--- RECORDS ---
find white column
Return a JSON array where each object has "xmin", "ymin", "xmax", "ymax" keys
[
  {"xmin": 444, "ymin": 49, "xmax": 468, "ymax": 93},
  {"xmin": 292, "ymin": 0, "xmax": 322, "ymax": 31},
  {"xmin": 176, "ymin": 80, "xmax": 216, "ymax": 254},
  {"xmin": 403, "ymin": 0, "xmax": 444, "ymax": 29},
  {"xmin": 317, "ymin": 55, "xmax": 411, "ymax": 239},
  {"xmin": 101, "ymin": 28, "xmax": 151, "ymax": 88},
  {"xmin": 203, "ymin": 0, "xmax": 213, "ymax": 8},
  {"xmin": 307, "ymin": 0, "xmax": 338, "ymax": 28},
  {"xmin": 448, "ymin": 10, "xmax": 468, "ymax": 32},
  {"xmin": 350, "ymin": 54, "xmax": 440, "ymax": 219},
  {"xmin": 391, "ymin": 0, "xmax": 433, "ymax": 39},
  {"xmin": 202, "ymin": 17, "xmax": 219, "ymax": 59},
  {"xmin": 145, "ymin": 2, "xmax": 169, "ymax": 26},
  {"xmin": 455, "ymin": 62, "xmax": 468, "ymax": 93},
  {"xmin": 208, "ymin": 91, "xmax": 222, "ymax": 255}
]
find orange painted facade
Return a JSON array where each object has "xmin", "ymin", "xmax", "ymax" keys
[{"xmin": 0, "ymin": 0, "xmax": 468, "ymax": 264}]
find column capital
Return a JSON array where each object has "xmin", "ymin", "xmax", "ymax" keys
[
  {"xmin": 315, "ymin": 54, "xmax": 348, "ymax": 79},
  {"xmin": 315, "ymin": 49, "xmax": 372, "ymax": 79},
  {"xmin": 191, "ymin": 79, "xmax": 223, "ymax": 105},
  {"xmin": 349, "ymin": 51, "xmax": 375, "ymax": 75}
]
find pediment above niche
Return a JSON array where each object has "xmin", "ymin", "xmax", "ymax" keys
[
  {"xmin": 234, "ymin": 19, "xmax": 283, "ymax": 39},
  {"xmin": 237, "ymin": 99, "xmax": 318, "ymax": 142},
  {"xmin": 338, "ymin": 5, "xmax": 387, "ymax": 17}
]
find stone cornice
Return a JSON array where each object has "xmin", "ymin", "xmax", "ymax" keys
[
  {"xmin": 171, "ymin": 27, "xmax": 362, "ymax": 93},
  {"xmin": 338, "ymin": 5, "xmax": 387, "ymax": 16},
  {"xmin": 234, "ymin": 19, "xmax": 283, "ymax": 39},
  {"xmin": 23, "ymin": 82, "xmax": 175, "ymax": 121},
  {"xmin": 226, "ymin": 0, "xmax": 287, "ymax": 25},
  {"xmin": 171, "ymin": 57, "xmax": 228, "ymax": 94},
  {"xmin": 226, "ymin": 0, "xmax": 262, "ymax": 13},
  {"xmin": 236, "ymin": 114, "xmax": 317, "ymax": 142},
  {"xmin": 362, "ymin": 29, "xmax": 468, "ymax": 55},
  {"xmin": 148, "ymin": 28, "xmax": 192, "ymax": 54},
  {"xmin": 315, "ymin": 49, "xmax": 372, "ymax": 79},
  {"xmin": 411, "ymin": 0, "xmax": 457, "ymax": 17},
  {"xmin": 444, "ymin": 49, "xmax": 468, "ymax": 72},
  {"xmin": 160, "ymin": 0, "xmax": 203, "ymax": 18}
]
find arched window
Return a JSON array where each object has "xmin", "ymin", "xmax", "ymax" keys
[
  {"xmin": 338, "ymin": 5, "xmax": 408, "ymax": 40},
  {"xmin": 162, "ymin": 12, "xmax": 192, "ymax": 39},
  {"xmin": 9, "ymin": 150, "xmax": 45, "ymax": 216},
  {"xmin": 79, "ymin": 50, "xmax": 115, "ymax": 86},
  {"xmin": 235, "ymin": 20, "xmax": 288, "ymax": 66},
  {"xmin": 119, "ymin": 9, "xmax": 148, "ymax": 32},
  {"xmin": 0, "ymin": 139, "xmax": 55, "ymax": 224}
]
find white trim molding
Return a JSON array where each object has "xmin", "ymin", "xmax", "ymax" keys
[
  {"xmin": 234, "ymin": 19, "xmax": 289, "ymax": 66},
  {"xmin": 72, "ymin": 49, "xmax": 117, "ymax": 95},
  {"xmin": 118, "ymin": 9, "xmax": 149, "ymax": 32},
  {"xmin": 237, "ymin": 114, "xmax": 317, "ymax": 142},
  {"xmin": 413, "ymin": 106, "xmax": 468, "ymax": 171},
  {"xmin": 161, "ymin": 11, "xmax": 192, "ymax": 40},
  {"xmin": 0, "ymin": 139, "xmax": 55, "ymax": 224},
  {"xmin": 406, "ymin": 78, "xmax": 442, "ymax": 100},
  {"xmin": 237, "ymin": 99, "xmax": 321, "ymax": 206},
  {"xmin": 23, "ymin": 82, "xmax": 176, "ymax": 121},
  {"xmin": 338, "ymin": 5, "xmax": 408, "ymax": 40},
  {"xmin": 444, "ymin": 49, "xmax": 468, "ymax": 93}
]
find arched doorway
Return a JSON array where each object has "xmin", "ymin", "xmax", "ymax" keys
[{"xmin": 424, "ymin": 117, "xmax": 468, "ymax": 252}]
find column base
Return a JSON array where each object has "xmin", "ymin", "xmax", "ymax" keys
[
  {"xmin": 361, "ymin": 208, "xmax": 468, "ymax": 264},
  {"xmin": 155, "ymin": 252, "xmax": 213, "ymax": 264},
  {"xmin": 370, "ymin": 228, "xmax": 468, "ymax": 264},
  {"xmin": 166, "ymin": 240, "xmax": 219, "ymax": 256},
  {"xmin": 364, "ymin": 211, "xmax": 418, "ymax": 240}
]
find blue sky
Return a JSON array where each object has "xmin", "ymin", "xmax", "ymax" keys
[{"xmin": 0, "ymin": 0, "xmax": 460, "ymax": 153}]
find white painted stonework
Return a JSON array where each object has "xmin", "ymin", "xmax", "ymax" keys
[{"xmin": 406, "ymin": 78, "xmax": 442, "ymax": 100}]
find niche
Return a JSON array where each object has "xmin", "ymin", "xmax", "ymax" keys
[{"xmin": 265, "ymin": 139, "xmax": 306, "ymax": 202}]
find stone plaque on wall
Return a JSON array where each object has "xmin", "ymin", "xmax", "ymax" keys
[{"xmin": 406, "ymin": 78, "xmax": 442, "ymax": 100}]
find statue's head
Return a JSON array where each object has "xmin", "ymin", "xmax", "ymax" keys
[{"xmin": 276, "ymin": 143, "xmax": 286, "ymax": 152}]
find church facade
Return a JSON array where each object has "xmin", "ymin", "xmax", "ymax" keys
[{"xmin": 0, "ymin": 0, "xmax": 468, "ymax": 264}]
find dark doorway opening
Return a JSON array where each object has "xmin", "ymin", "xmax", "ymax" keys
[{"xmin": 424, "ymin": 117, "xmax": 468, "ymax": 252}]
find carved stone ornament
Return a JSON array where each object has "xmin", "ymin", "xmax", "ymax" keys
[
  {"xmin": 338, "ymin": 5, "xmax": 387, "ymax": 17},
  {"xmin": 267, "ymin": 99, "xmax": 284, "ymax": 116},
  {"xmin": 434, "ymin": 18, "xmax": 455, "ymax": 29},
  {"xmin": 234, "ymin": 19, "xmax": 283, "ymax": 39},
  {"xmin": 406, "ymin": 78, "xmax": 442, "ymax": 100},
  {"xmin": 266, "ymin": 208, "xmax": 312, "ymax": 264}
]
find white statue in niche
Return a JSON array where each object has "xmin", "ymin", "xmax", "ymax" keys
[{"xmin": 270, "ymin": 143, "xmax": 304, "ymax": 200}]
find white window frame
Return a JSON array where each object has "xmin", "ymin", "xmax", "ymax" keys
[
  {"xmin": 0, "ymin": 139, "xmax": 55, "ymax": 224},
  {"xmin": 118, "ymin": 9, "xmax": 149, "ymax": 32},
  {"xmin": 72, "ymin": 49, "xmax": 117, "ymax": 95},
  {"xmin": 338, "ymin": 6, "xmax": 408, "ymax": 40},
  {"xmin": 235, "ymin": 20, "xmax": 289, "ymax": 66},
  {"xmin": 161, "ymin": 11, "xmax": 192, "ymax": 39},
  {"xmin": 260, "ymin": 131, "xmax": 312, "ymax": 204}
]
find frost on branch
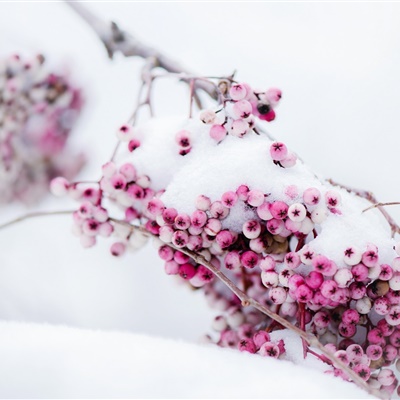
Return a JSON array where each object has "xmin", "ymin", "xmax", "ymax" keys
[
  {"xmin": 52, "ymin": 76, "xmax": 400, "ymax": 395},
  {"xmin": 0, "ymin": 55, "xmax": 84, "ymax": 204}
]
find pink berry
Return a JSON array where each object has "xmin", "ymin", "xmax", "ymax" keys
[
  {"xmin": 257, "ymin": 202, "xmax": 273, "ymax": 221},
  {"xmin": 344, "ymin": 246, "xmax": 362, "ymax": 266},
  {"xmin": 259, "ymin": 256, "xmax": 276, "ymax": 271},
  {"xmin": 147, "ymin": 199, "xmax": 165, "ymax": 216},
  {"xmin": 261, "ymin": 271, "xmax": 279, "ymax": 288},
  {"xmin": 172, "ymin": 227, "xmax": 190, "ymax": 248},
  {"xmin": 288, "ymin": 203, "xmax": 307, "ymax": 222},
  {"xmin": 178, "ymin": 263, "xmax": 196, "ymax": 280},
  {"xmin": 128, "ymin": 139, "xmax": 140, "ymax": 153},
  {"xmin": 313, "ymin": 311, "xmax": 331, "ymax": 328},
  {"xmin": 229, "ymin": 83, "xmax": 248, "ymax": 101},
  {"xmin": 175, "ymin": 130, "xmax": 191, "ymax": 149},
  {"xmin": 265, "ymin": 88, "xmax": 282, "ymax": 107},
  {"xmin": 305, "ymin": 271, "xmax": 324, "ymax": 290},
  {"xmin": 224, "ymin": 251, "xmax": 241, "ymax": 270},
  {"xmin": 236, "ymin": 185, "xmax": 250, "ymax": 201},
  {"xmin": 240, "ymin": 250, "xmax": 260, "ymax": 269},
  {"xmin": 303, "ymin": 187, "xmax": 321, "ymax": 206},
  {"xmin": 204, "ymin": 218, "xmax": 222, "ymax": 236},
  {"xmin": 158, "ymin": 245, "xmax": 174, "ymax": 261},
  {"xmin": 259, "ymin": 342, "xmax": 280, "ymax": 358},
  {"xmin": 232, "ymin": 100, "xmax": 252, "ymax": 119},
  {"xmin": 238, "ymin": 339, "xmax": 256, "ymax": 354},
  {"xmin": 210, "ymin": 201, "xmax": 229, "ymax": 219},
  {"xmin": 174, "ymin": 213, "xmax": 190, "ymax": 231},
  {"xmin": 270, "ymin": 201, "xmax": 289, "ymax": 219},
  {"xmin": 242, "ymin": 220, "xmax": 261, "ymax": 239},
  {"xmin": 221, "ymin": 192, "xmax": 238, "ymax": 208},
  {"xmin": 361, "ymin": 245, "xmax": 378, "ymax": 267},
  {"xmin": 285, "ymin": 252, "xmax": 301, "ymax": 269},
  {"xmin": 267, "ymin": 218, "xmax": 285, "ymax": 235},
  {"xmin": 162, "ymin": 208, "xmax": 178, "ymax": 225},
  {"xmin": 253, "ymin": 331, "xmax": 271, "ymax": 349},
  {"xmin": 215, "ymin": 230, "xmax": 236, "ymax": 250},
  {"xmin": 110, "ymin": 242, "xmax": 126, "ymax": 257}
]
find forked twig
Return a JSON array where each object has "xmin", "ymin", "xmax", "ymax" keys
[
  {"xmin": 65, "ymin": 0, "xmax": 218, "ymax": 100},
  {"xmin": 111, "ymin": 219, "xmax": 384, "ymax": 399},
  {"xmin": 328, "ymin": 179, "xmax": 400, "ymax": 237},
  {"xmin": 0, "ymin": 210, "xmax": 384, "ymax": 399}
]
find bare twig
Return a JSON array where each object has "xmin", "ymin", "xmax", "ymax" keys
[
  {"xmin": 328, "ymin": 179, "xmax": 400, "ymax": 237},
  {"xmin": 65, "ymin": 0, "xmax": 218, "ymax": 99},
  {"xmin": 363, "ymin": 201, "xmax": 400, "ymax": 212}
]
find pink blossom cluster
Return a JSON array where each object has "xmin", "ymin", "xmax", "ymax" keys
[
  {"xmin": 200, "ymin": 83, "xmax": 282, "ymax": 142},
  {"xmin": 51, "ymin": 76, "xmax": 400, "ymax": 396},
  {"xmin": 0, "ymin": 54, "xmax": 84, "ymax": 203}
]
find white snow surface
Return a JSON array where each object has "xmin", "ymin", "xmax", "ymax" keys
[
  {"xmin": 124, "ymin": 116, "xmax": 396, "ymax": 267},
  {"xmin": 0, "ymin": 1, "xmax": 400, "ymax": 398},
  {"xmin": 0, "ymin": 322, "xmax": 373, "ymax": 399}
]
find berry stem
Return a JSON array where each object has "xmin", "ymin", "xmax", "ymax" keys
[
  {"xmin": 328, "ymin": 179, "xmax": 400, "ymax": 237},
  {"xmin": 0, "ymin": 210, "xmax": 385, "ymax": 400},
  {"xmin": 105, "ymin": 218, "xmax": 384, "ymax": 400}
]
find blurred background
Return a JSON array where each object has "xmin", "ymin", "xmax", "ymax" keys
[{"xmin": 0, "ymin": 2, "xmax": 400, "ymax": 340}]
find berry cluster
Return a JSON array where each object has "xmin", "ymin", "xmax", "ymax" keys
[
  {"xmin": 200, "ymin": 83, "xmax": 282, "ymax": 142},
  {"xmin": 0, "ymin": 55, "xmax": 84, "ymax": 203},
  {"xmin": 51, "ymin": 76, "xmax": 400, "ymax": 395}
]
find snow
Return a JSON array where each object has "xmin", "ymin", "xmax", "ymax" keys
[
  {"xmin": 129, "ymin": 115, "xmax": 397, "ymax": 267},
  {"xmin": 0, "ymin": 2, "xmax": 400, "ymax": 398},
  {"xmin": 0, "ymin": 322, "xmax": 373, "ymax": 399}
]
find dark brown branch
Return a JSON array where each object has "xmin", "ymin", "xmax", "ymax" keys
[
  {"xmin": 65, "ymin": 0, "xmax": 218, "ymax": 100},
  {"xmin": 111, "ymin": 219, "xmax": 384, "ymax": 399},
  {"xmin": 328, "ymin": 179, "xmax": 400, "ymax": 237}
]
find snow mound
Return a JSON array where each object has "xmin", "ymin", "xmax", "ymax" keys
[{"xmin": 0, "ymin": 321, "xmax": 372, "ymax": 399}]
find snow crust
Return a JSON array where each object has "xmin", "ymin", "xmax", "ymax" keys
[
  {"xmin": 124, "ymin": 116, "xmax": 396, "ymax": 267},
  {"xmin": 0, "ymin": 321, "xmax": 373, "ymax": 399}
]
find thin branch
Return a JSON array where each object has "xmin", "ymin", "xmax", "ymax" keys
[
  {"xmin": 0, "ymin": 210, "xmax": 384, "ymax": 399},
  {"xmin": 328, "ymin": 179, "xmax": 400, "ymax": 237},
  {"xmin": 64, "ymin": 0, "xmax": 218, "ymax": 99},
  {"xmin": 110, "ymin": 218, "xmax": 384, "ymax": 399},
  {"xmin": 0, "ymin": 210, "xmax": 74, "ymax": 230}
]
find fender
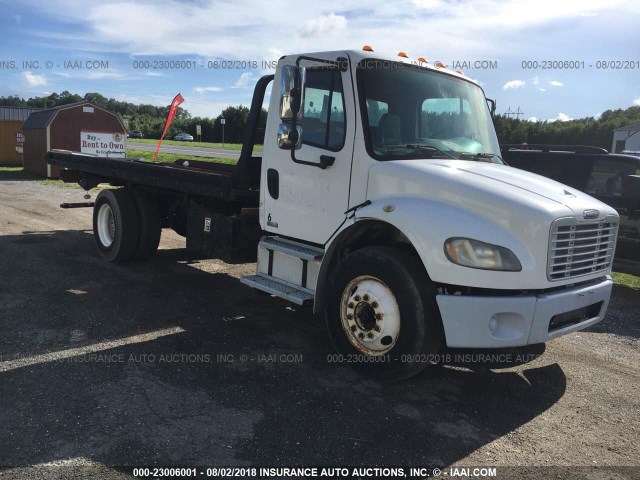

--- TASK TO COMPLETE ---
Copy each line of the entries above that contains the string "dark", treating uppercase and lowercase as different.

--- RESULT FOR THIS TASK ---
find dark doorway opening
find dark brown branch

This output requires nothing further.